What is needed: Present the records below as a Markdown table with a "Row" column numbering each line and a "Line" column holding that line, skipping blank lines and leaving the pictures out.

Material for the task:
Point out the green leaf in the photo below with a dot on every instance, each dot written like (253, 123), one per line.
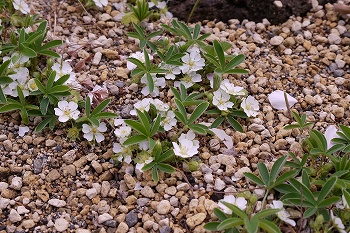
(199, 128)
(328, 202)
(265, 213)
(155, 125)
(136, 139)
(277, 167)
(211, 226)
(251, 225)
(10, 107)
(269, 226)
(51, 44)
(219, 214)
(155, 176)
(165, 168)
(230, 223)
(254, 178)
(235, 124)
(264, 173)
(327, 188)
(137, 126)
(200, 109)
(220, 53)
(44, 104)
(235, 62)
(165, 156)
(309, 212)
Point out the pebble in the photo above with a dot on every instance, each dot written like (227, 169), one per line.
(104, 217)
(57, 202)
(276, 40)
(163, 207)
(61, 224)
(16, 183)
(14, 216)
(195, 220)
(131, 219)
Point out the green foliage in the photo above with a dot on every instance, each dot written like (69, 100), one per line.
(181, 99)
(96, 114)
(159, 162)
(145, 127)
(239, 219)
(299, 194)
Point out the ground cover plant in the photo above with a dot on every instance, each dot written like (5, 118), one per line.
(164, 136)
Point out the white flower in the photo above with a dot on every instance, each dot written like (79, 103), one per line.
(226, 139)
(222, 100)
(63, 68)
(160, 105)
(139, 166)
(277, 100)
(173, 71)
(20, 79)
(169, 121)
(101, 3)
(32, 85)
(21, 5)
(22, 130)
(192, 62)
(231, 89)
(330, 133)
(282, 214)
(67, 110)
(92, 132)
(142, 105)
(158, 82)
(188, 80)
(240, 202)
(187, 146)
(124, 152)
(250, 106)
(337, 223)
(139, 56)
(123, 131)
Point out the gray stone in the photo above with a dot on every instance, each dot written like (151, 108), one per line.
(131, 219)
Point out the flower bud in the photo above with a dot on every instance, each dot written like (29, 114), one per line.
(193, 165)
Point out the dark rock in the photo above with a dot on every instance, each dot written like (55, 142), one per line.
(165, 229)
(254, 10)
(131, 219)
(110, 223)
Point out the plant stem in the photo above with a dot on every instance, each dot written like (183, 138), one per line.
(192, 11)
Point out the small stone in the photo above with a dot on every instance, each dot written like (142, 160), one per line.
(147, 192)
(195, 220)
(276, 40)
(50, 143)
(4, 202)
(27, 224)
(61, 224)
(14, 216)
(53, 175)
(163, 207)
(22, 210)
(38, 165)
(16, 183)
(122, 228)
(104, 217)
(334, 38)
(131, 219)
(57, 202)
(219, 184)
(97, 58)
(69, 157)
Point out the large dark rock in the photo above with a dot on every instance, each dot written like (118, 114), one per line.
(255, 10)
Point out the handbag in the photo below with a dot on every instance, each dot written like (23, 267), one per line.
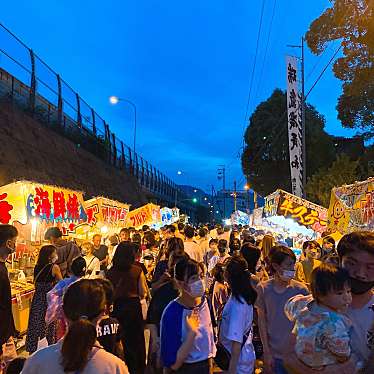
(223, 356)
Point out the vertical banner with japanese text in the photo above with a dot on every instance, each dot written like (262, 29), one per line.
(295, 131)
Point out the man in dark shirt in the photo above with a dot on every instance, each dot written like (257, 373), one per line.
(8, 237)
(66, 251)
(100, 251)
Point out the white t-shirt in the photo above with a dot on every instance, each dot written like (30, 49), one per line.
(93, 267)
(217, 260)
(204, 246)
(48, 360)
(362, 333)
(236, 321)
(193, 250)
(174, 332)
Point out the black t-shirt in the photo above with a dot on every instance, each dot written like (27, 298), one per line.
(101, 253)
(7, 327)
(108, 334)
(159, 302)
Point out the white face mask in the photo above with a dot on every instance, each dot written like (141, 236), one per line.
(287, 274)
(197, 288)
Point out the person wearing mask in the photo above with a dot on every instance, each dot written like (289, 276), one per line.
(46, 275)
(66, 251)
(329, 254)
(174, 245)
(100, 251)
(234, 247)
(272, 295)
(187, 340)
(237, 317)
(8, 239)
(203, 241)
(220, 293)
(54, 312)
(129, 288)
(356, 255)
(322, 328)
(266, 244)
(190, 246)
(180, 232)
(124, 235)
(252, 255)
(304, 268)
(213, 251)
(165, 292)
(108, 332)
(113, 242)
(93, 263)
(79, 351)
(221, 257)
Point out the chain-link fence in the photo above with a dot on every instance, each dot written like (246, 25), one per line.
(32, 85)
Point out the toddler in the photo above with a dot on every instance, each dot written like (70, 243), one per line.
(321, 328)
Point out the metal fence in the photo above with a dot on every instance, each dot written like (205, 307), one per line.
(29, 82)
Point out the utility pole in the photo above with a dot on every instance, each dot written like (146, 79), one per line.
(234, 196)
(302, 105)
(303, 114)
(222, 175)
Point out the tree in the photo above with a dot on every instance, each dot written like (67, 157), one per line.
(265, 159)
(351, 22)
(342, 171)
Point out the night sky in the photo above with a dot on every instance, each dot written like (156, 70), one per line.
(186, 64)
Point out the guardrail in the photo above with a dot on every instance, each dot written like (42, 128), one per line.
(29, 82)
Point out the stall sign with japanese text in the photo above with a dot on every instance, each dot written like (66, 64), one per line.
(295, 130)
(352, 207)
(308, 215)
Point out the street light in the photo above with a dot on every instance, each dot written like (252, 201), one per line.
(114, 100)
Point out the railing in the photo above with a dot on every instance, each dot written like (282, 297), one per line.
(29, 82)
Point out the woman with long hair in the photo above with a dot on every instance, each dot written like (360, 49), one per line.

Task response:
| Row | Line |
|---|---|
| 1 | Point out the green leaf in the photo below with a dot on every instance, each dot written like (253, 123), one per line. |
| 2 | (199, 128) |
| 3 | (328, 202) |
| 4 | (265, 213) |
| 5 | (155, 125) |
| 6 | (136, 139) |
| 7 | (277, 167) |
| 8 | (211, 226) |
| 9 | (251, 225) |
| 10 | (10, 107) |
| 11 | (269, 226) |
| 12 | (51, 44) |
| 13 | (219, 214) |
| 14 | (155, 176) |
| 15 | (165, 168) |
| 16 | (230, 223) |
| 17 | (254, 178) |
| 18 | (235, 124) |
| 19 | (264, 173) |
| 20 | (327, 188) |
| 21 | (137, 126) |
| 22 | (200, 109) |
| 23 | (220, 53) |
| 24 | (44, 104) |
| 25 | (235, 62) |
| 26 | (165, 156) |
| 27 | (309, 212) |
| 28 | Point out the pebble in the photo above with a dot on every instance, each dot written like (227, 169), one per line. |
| 29 | (104, 217) |
| 30 | (57, 202) |
| 31 | (276, 40) |
| 32 | (163, 207) |
| 33 | (61, 224) |
| 34 | (16, 183) |
| 35 | (14, 216) |
| 36 | (195, 220) |
| 37 | (131, 219) |
| 38 | Point out the green foliage in the photo above with a dot on every instance, each dot written like (69, 100), one per line. |
| 39 | (181, 99) |
| 40 | (96, 114) |
| 41 | (159, 162) |
| 42 | (145, 127) |
| 43 | (239, 219) |
| 44 | (299, 194) |
| 45 | Point out the ground cover plant in the photo above with a dot on every instance, each dot written like (5, 118), one per line. |
| 46 | (164, 136) |
| 47 | Point out the white flower in the photo above with a dot on every instance, each dot written like (79, 103), one per line. |
| 48 | (226, 139) |
| 49 | (222, 100) |
| 50 | (63, 68) |
| 51 | (160, 105) |
| 52 | (139, 166) |
| 53 | (277, 100) |
| 54 | (173, 71) |
| 55 | (20, 79) |
| 56 | (169, 121) |
| 57 | (101, 3) |
| 58 | (32, 85) |
| 59 | (21, 5) |
| 60 | (22, 130) |
| 61 | (192, 62) |
| 62 | (231, 89) |
| 63 | (330, 133) |
| 64 | (282, 214) |
| 65 | (67, 110) |
| 66 | (92, 132) |
| 67 | (142, 105) |
| 68 | (158, 82) |
| 69 | (188, 80) |
| 70 | (240, 202) |
| 71 | (187, 146) |
| 72 | (124, 152) |
| 73 | (250, 106) |
| 74 | (337, 223) |
| 75 | (139, 56) |
| 76 | (123, 131) |
| 77 | Point out the gray stone in the photo above with a dot on every instance, each dot written like (151, 108), one per line. |
| 78 | (131, 219) |
| 79 | Point out the flower bud in the photo above with a dot on every instance, each dot written like (29, 114), one per line. |
| 80 | (193, 165) |
| 81 | Point out the dark rock in the photo above with a dot on every instance, each dot written like (55, 142), one per line. |
| 82 | (165, 229) |
| 83 | (254, 10) |
| 84 | (131, 219) |
| 85 | (110, 223) |
| 86 | Point out the plant stem in the photo above with a dot on every instance, each dot written like (183, 138), one per line. |
| 87 | (192, 11) |
| 88 | Point out the small stone in the photo above with a dot on every instance, each dot written like (142, 160), one per line. |
| 89 | (147, 192) |
| 90 | (195, 220) |
| 91 | (276, 40) |
| 92 | (50, 143) |
| 93 | (4, 202) |
| 94 | (27, 224) |
| 95 | (61, 224) |
| 96 | (14, 216) |
| 97 | (53, 175) |
| 98 | (163, 207) |
| 99 | (22, 210) |
| 100 | (38, 165) |
| 101 | (16, 183) |
| 102 | (122, 228) |
| 103 | (104, 217) |
| 104 | (334, 38) |
| 105 | (131, 219) |
| 106 | (57, 202) |
| 107 | (219, 184) |
| 108 | (97, 58) |
| 109 | (69, 157) |
| 110 | Point out the large dark rock in the photo above with a dot on every instance, each dot written like (118, 114), one per line. |
| 111 | (255, 10) |
| 112 | Point out the handbag in the photo below with a dot on every instance, each dot written like (23, 267), one per line. |
| 113 | (223, 356) |
| 114 | Point out the vertical banner with japanese text in the photo above with a dot on every instance, each dot written like (262, 29), one per line. |
| 115 | (295, 131) |
| 116 | Point out the man in dark shirt in the photo above with a dot on every instance, each dot written like (257, 373), one per line. |
| 117 | (8, 237) |
| 118 | (66, 251) |
| 119 | (100, 251) |
| 120 | Point out the white t-shirt in the photo above with a dot on every instance, each dot written like (30, 49), one per line. |
| 121 | (93, 267) |
| 122 | (217, 260) |
| 123 | (204, 246) |
| 124 | (48, 360) |
| 125 | (362, 333) |
| 126 | (236, 321) |
| 127 | (193, 250) |
| 128 | (174, 332) |
| 129 | Point out the black t-shirt in the photo above with a dot on every instance, each dot written like (27, 298), one per line. |
| 130 | (101, 253) |
| 131 | (7, 327) |
| 132 | (108, 334) |
| 133 | (159, 302) |
| 134 | Point out the white face mask in the photo above with a dot on every instance, each dot written like (141, 236), one per line. |
| 135 | (287, 274) |
| 136 | (197, 288) |
| 137 | Point out the person wearing mask in the photo above with a dot on every instance, each dot written like (289, 276), one per line. |
| 138 | (46, 275) |
| 139 | (66, 251) |
| 140 | (329, 254) |
| 141 | (174, 245) |
| 142 | (100, 251) |
| 143 | (234, 247) |
| 144 | (272, 295) |
| 145 | (187, 340) |
| 146 | (237, 317) |
| 147 | (8, 239) |
| 148 | (203, 241) |
| 149 | (220, 293) |
| 150 | (54, 312) |
| 151 | (129, 288) |
| 152 | (356, 255) |
| 153 | (322, 328) |
| 154 | (266, 244) |
| 155 | (190, 246) |
| 156 | (180, 232) |
| 157 | (124, 235) |
| 158 | (252, 255) |
| 159 | (304, 268) |
| 160 | (213, 251) |
| 161 | (165, 292) |
| 162 | (108, 332) |
| 163 | (113, 242) |
| 164 | (93, 263) |
| 165 | (79, 351) |
| 166 | (221, 257) |
| 167 | Point out the chain-link fence in the photo above with a dot on every instance, each dot written like (246, 25), one per line. |
| 168 | (32, 85) |
| 169 | Point out the toddler in the photo above with a dot on every instance, each dot written like (70, 243), one per line. |
| 170 | (321, 328) |
| 171 | Point out the metal fence in the photo above with a dot on every instance, each dot written like (205, 307), one per line. |
| 172 | (29, 82) |
| 173 | Point out the utility pole in the photo above with a dot on every instance, each dot written like (146, 79), one per line. |
| 174 | (234, 196) |
| 175 | (302, 105) |
| 176 | (303, 114) |
| 177 | (222, 175) |
| 178 | Point out the tree in the photo above with a dot on every instance, each dot written like (67, 157), one per line. |
| 179 | (265, 159) |
| 180 | (351, 22) |
| 181 | (342, 171) |
| 182 | Point out the night sky in the photo above with a dot on every instance, each dot written like (156, 70), one per line. |
| 183 | (186, 64) |
| 184 | Point out the guardrail in the photo above with a dot on every instance, each dot written like (42, 128), one per line. |
| 185 | (29, 82) |
| 186 | Point out the stall sign with japanese text in the photo above with a dot on every instance, each dot written like (66, 64), one per line. |
| 187 | (295, 130) |
| 188 | (352, 207) |
| 189 | (308, 215) |
| 190 | Point out the street light in the photo above with a dot on every instance, each dot written like (252, 201), one per line. |
| 191 | (114, 100) |
| 192 | Point out the railing in the photo above with a dot on every instance, each dot written like (282, 297), one per line. |
| 193 | (29, 82) |
| 194 | Point out the woman with long hair in the photo above with a dot on every instance, each dot written like (360, 49), one per line. |